►

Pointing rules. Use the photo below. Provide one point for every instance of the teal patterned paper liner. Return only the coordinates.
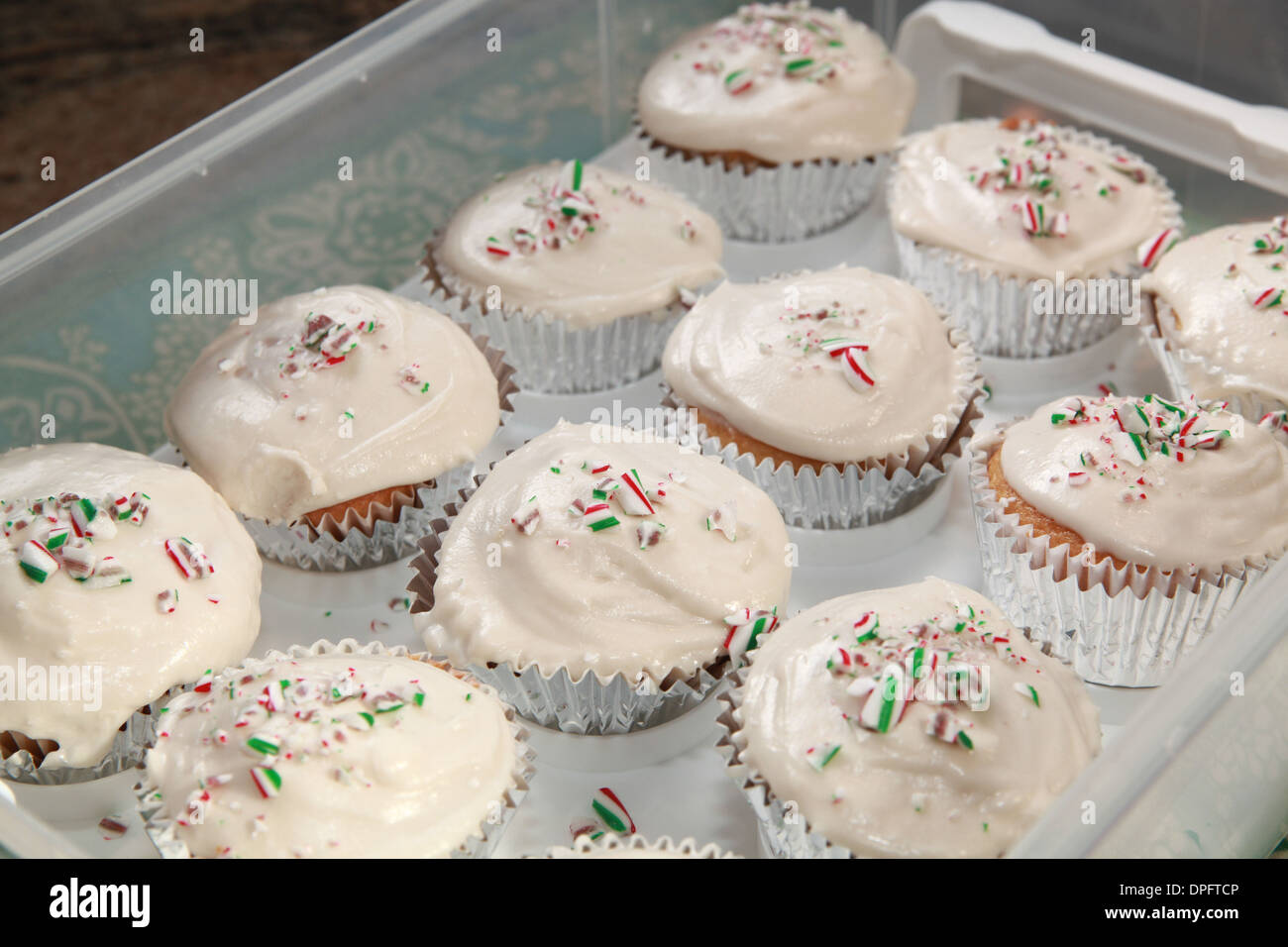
(482, 844)
(550, 356)
(1116, 626)
(608, 843)
(1188, 372)
(997, 312)
(767, 205)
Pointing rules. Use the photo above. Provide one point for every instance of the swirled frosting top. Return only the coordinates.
(596, 548)
(333, 757)
(1029, 201)
(120, 578)
(841, 365)
(1229, 294)
(913, 722)
(781, 81)
(1153, 482)
(330, 395)
(576, 243)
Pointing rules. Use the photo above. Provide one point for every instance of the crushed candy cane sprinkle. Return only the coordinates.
(1138, 431)
(69, 532)
(940, 663)
(806, 47)
(281, 720)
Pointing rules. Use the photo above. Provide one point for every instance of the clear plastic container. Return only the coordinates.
(426, 115)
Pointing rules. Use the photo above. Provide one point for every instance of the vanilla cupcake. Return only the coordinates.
(1124, 530)
(842, 394)
(778, 119)
(339, 421)
(120, 578)
(635, 847)
(578, 272)
(1218, 317)
(911, 722)
(993, 221)
(603, 579)
(335, 751)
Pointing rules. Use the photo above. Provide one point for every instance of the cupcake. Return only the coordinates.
(578, 272)
(778, 119)
(635, 847)
(339, 421)
(334, 751)
(911, 722)
(120, 578)
(996, 221)
(842, 393)
(1124, 530)
(603, 579)
(1218, 305)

◄

= Directions for this task =
All lines from the one with "container. Return only the coordinates." onward to the end of the records above should be repeated exactly, and only those lines.

= Solution to this exercise =
Pointing rules. Use the photo above. Provide one point for every instance of the clear plastic container. Return only the coordinates.
(426, 115)
Pointing rules. Use the photo above. Provide one point for every instance of the vanilla cupcake. Return only the coordinates.
(1124, 530)
(842, 394)
(778, 119)
(339, 421)
(120, 578)
(635, 847)
(578, 272)
(1218, 317)
(911, 722)
(993, 221)
(603, 579)
(335, 751)
Pointing rules. Use the photo above. Provide one point for every instance of the cupcake. Return only the coordinates.
(578, 272)
(778, 119)
(635, 847)
(339, 421)
(334, 751)
(911, 722)
(120, 578)
(996, 221)
(842, 393)
(1124, 530)
(603, 579)
(1218, 305)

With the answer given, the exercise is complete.